* _Instructions for the task_
Pull out every line in the records below that contains the string "hand", and copy each of those lines.

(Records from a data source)
"""

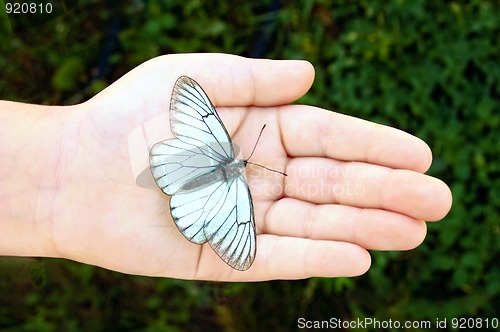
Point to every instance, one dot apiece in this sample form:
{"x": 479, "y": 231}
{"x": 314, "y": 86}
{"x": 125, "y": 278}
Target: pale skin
{"x": 66, "y": 188}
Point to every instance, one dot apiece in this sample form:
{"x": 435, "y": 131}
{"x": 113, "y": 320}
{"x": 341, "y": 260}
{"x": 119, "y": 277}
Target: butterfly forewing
{"x": 211, "y": 201}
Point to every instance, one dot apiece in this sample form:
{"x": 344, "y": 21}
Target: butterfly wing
{"x": 206, "y": 205}
{"x": 221, "y": 214}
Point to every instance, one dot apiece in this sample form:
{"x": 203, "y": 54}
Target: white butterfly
{"x": 211, "y": 201}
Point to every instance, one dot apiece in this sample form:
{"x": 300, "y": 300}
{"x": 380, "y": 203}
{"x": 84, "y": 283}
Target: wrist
{"x": 30, "y": 150}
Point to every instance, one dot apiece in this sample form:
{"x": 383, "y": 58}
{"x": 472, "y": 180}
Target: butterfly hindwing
{"x": 211, "y": 201}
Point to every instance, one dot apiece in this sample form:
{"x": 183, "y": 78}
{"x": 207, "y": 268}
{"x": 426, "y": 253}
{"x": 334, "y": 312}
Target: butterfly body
{"x": 210, "y": 199}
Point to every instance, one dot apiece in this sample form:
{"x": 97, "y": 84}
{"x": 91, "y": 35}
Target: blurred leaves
{"x": 429, "y": 68}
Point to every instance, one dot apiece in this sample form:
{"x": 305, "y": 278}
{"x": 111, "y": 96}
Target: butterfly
{"x": 210, "y": 198}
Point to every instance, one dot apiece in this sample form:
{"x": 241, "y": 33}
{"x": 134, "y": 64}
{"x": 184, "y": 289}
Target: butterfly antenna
{"x": 258, "y": 138}
{"x": 251, "y": 154}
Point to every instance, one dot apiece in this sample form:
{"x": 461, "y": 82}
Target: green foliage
{"x": 429, "y": 68}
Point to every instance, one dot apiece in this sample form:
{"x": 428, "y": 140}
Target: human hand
{"x": 352, "y": 185}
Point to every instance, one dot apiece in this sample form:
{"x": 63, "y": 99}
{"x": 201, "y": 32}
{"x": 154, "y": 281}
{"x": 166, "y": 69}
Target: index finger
{"x": 314, "y": 132}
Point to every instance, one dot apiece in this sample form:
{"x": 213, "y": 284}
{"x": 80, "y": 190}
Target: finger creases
{"x": 357, "y": 184}
{"x": 368, "y": 228}
{"x": 315, "y": 132}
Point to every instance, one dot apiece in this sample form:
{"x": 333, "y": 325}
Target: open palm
{"x": 352, "y": 185}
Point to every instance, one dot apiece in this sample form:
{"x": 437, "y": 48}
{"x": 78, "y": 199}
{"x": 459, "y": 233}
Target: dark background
{"x": 427, "y": 67}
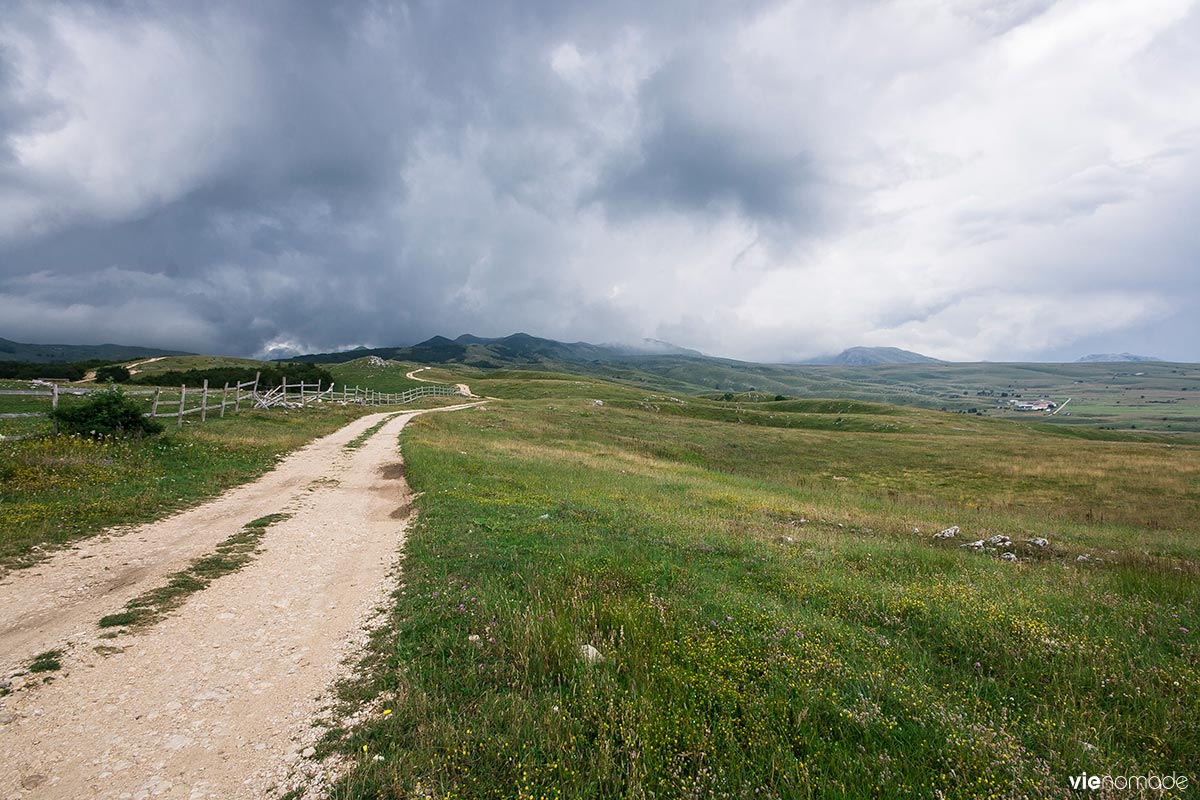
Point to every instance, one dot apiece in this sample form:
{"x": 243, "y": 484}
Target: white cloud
{"x": 979, "y": 180}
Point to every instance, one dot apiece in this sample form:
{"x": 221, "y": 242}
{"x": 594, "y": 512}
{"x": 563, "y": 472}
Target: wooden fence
{"x": 211, "y": 401}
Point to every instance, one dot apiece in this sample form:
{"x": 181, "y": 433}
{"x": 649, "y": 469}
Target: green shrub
{"x": 107, "y": 413}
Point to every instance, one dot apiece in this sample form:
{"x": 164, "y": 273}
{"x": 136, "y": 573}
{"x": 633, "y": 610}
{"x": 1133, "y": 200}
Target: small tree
{"x": 107, "y": 413}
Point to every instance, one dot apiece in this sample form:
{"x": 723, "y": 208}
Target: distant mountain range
{"x": 1116, "y": 356}
{"x": 526, "y": 349}
{"x": 864, "y": 356}
{"x": 12, "y": 350}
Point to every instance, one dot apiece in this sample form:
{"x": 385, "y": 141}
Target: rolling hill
{"x": 865, "y": 356}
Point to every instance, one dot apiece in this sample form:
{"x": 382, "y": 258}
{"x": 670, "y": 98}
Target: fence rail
{"x": 232, "y": 396}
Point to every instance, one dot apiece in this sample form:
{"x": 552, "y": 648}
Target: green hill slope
{"x": 671, "y": 596}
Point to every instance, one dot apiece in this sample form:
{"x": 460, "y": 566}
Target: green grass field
{"x": 388, "y": 378}
{"x": 768, "y": 618}
{"x": 760, "y": 579}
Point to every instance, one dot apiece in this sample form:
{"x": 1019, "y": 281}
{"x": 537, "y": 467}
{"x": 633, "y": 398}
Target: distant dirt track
{"x": 217, "y": 699}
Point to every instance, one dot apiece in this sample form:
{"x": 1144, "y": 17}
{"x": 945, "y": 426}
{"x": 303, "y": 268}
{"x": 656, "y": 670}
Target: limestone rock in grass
{"x": 591, "y": 654}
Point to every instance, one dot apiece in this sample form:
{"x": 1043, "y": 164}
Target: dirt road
{"x": 462, "y": 389}
{"x": 217, "y": 699}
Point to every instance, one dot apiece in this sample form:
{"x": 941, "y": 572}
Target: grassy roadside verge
{"x": 763, "y": 632}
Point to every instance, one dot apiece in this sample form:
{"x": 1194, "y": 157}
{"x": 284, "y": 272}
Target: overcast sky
{"x": 973, "y": 180}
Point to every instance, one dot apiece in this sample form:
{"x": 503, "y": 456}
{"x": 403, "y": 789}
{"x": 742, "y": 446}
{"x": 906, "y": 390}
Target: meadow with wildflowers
{"x": 57, "y": 489}
{"x": 769, "y": 612}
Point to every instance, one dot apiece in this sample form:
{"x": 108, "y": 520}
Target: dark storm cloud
{"x": 694, "y": 158}
{"x": 756, "y": 179}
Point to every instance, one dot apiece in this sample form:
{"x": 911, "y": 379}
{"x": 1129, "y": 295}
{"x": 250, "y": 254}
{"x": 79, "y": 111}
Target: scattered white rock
{"x": 177, "y": 741}
{"x": 589, "y": 654}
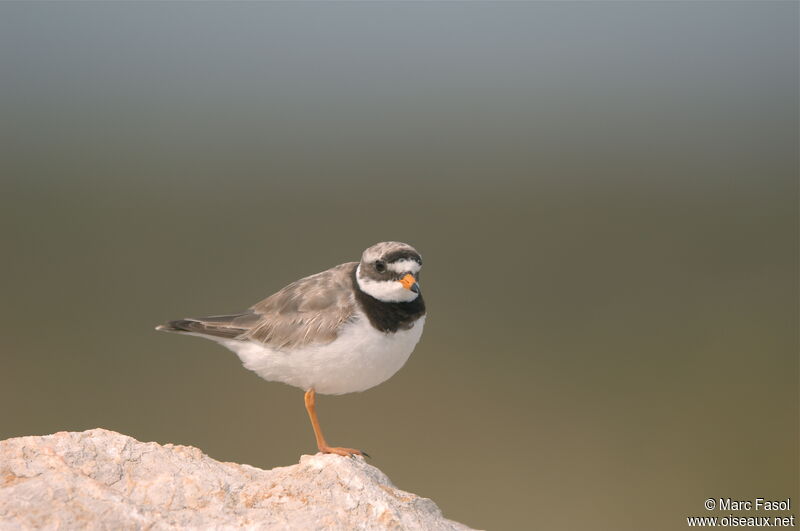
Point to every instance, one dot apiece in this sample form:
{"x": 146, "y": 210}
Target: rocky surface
{"x": 100, "y": 479}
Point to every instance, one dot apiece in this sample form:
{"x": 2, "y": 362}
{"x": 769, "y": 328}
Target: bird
{"x": 343, "y": 330}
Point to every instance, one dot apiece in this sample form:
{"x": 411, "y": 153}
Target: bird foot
{"x": 346, "y": 452}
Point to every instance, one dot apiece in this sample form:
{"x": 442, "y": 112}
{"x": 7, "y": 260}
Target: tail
{"x": 224, "y": 326}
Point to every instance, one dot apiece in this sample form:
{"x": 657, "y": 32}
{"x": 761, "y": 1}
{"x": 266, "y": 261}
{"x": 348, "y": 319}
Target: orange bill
{"x": 408, "y": 281}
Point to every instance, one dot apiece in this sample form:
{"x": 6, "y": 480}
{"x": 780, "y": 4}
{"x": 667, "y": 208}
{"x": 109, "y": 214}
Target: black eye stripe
{"x": 403, "y": 254}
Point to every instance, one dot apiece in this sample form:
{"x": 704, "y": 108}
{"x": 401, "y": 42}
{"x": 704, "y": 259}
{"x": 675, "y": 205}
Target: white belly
{"x": 359, "y": 358}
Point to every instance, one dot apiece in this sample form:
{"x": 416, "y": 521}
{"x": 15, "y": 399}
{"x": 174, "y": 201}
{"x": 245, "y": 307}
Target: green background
{"x": 605, "y": 196}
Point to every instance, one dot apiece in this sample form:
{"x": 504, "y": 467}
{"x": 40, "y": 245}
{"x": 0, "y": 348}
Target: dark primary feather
{"x": 310, "y": 310}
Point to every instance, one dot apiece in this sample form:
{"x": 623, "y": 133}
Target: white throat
{"x": 384, "y": 290}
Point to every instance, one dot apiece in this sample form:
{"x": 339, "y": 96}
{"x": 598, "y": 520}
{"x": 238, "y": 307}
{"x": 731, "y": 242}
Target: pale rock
{"x": 100, "y": 479}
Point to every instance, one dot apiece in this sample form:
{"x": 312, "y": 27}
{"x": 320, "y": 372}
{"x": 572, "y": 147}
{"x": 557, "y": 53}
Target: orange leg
{"x": 321, "y": 444}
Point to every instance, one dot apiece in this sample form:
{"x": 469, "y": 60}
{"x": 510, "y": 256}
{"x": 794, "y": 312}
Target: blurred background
{"x": 605, "y": 196}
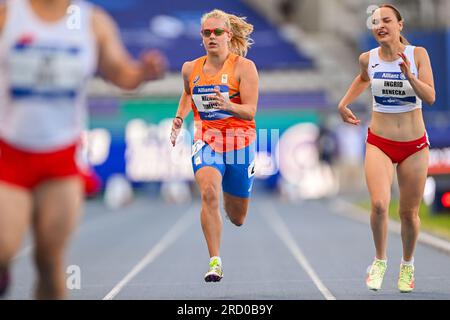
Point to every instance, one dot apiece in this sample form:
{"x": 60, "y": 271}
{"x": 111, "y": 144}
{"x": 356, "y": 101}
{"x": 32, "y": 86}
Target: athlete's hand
{"x": 405, "y": 66}
{"x": 176, "y": 128}
{"x": 348, "y": 116}
{"x": 220, "y": 102}
{"x": 154, "y": 65}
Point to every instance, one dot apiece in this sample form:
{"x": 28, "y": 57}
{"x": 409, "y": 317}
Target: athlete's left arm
{"x": 248, "y": 86}
{"x": 115, "y": 63}
{"x": 423, "y": 85}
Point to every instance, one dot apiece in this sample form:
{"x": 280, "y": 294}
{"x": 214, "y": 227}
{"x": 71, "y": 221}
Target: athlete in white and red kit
{"x": 47, "y": 57}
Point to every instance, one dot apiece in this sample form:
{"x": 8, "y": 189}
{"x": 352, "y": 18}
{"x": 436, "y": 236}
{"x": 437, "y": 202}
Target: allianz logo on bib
{"x": 390, "y": 75}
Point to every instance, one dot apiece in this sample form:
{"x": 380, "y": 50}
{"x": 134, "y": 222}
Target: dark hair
{"x": 399, "y": 17}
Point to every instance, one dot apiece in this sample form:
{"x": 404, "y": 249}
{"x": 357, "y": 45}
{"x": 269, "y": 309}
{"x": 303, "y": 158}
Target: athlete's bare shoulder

"""

* _Written response_
Target: human hand
Target: athlete's hand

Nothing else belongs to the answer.